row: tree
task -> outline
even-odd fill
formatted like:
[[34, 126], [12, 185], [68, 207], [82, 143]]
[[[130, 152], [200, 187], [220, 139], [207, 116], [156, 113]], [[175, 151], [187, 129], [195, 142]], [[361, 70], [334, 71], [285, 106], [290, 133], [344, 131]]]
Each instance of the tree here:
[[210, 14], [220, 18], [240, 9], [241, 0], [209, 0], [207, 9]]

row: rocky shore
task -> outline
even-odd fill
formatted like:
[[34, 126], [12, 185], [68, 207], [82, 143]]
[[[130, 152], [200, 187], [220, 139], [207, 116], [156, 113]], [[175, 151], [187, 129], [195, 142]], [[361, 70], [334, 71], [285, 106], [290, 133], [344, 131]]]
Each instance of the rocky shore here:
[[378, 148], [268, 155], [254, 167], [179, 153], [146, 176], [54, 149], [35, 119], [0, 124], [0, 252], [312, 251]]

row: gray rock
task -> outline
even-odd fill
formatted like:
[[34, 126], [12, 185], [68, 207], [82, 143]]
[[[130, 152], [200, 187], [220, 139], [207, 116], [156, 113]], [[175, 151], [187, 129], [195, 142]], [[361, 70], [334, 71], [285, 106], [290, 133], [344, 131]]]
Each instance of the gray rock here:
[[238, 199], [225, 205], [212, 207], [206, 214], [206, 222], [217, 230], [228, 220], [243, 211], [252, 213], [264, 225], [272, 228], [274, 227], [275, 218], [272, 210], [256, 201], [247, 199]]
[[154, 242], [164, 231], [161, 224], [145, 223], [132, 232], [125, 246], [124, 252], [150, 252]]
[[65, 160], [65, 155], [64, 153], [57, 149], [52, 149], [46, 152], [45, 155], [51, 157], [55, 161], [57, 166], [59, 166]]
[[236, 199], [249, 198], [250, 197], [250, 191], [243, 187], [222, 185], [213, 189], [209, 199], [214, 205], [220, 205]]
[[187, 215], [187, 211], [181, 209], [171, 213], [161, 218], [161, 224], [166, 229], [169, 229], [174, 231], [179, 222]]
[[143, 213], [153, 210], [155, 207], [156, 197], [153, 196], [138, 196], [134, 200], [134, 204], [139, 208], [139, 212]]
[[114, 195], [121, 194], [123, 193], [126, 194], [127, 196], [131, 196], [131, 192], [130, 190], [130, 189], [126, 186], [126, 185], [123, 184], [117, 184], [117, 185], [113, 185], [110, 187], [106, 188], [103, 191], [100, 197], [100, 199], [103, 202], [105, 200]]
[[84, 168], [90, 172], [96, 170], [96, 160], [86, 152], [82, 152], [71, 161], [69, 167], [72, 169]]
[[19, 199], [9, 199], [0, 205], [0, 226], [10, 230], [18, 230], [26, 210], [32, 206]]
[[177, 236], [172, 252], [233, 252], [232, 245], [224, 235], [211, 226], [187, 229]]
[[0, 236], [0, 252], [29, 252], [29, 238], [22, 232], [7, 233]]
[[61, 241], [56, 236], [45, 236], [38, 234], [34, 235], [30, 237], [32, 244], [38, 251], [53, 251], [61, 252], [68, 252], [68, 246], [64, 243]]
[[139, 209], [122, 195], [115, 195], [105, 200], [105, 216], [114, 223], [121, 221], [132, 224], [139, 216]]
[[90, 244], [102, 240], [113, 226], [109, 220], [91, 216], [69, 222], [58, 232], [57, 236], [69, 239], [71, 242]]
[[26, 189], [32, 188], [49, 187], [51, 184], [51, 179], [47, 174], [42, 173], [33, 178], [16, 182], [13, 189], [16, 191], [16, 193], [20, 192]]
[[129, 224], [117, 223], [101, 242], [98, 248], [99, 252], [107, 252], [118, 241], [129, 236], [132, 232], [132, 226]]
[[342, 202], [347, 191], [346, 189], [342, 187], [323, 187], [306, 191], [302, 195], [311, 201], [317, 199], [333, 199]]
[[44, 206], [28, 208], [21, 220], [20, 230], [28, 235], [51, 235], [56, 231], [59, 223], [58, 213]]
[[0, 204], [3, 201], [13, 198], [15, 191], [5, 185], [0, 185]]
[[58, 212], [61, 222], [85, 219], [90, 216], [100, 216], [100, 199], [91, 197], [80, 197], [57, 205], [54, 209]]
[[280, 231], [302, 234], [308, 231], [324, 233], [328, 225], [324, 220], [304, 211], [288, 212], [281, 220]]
________________________________________
*Work required*. Add 29 to every coordinate in the answer outlines, but not the format samples, in the part of the items that opens with the line containing "row: gray rock" and closes with the line containing "205], [220, 205]]". Write out that whole part, both end lines included and every other line unchanged.

*Exercise solution*.
row: gray rock
task -> outline
even-odd fill
formatted like:
[[34, 126], [12, 185], [68, 207], [82, 143]]
[[[130, 152], [200, 187], [220, 139], [207, 116], [156, 113]], [[175, 151], [187, 129], [195, 142]], [[361, 70], [334, 71], [285, 106], [290, 133], [344, 131]]]
Each instance of the gray rock here:
[[267, 228], [254, 234], [241, 236], [235, 243], [235, 251], [246, 259], [257, 249], [272, 240], [281, 242], [293, 254], [301, 257], [303, 256], [304, 247], [301, 239], [285, 230], [276, 228]]
[[183, 271], [193, 260], [190, 253], [174, 252], [161, 261], [154, 275], [153, 281], [179, 281]]
[[94, 189], [94, 184], [93, 182], [86, 178], [81, 178], [75, 181], [74, 184], [80, 186], [84, 190], [86, 195], [88, 195]]
[[265, 228], [278, 227], [279, 226], [279, 220], [272, 216], [251, 214], [242, 218], [238, 228], [243, 234], [249, 234]]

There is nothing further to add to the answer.